= Try it =
Print the data below verbatim, minus images.
═════ Input
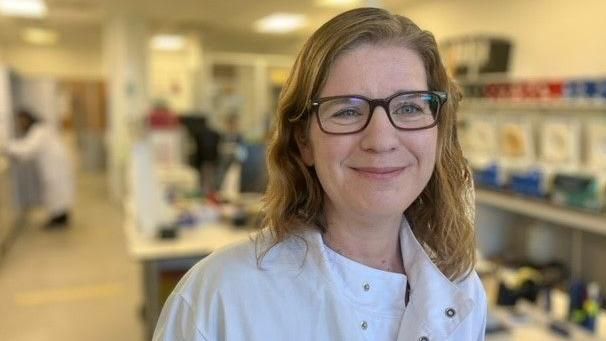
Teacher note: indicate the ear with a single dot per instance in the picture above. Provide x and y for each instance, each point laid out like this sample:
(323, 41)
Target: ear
(305, 148)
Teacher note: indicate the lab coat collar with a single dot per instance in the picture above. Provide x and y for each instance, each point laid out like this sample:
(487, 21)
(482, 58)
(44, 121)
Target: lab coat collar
(438, 305)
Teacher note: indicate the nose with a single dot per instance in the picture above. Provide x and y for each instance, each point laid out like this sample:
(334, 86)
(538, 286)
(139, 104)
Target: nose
(380, 135)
══════════
= Response area =
Teacher note: indicate the ear with a single dot per instance in the picture above. Provide x and y for each instance, each point laid out like this sample:
(323, 41)
Target: ear
(305, 148)
Teacher note: indicate the lab coat collar with a single dot per instance in the picture above. Provide x and y for each instance, each point laid out like this sample:
(487, 21)
(482, 58)
(44, 121)
Target: lab coat collar
(438, 305)
Teacher note: indicate the nose with a single dot per instance in the picture above. Provide x and y for each instance, each point laid out like this sample:
(334, 86)
(538, 286)
(139, 104)
Target: nose
(380, 135)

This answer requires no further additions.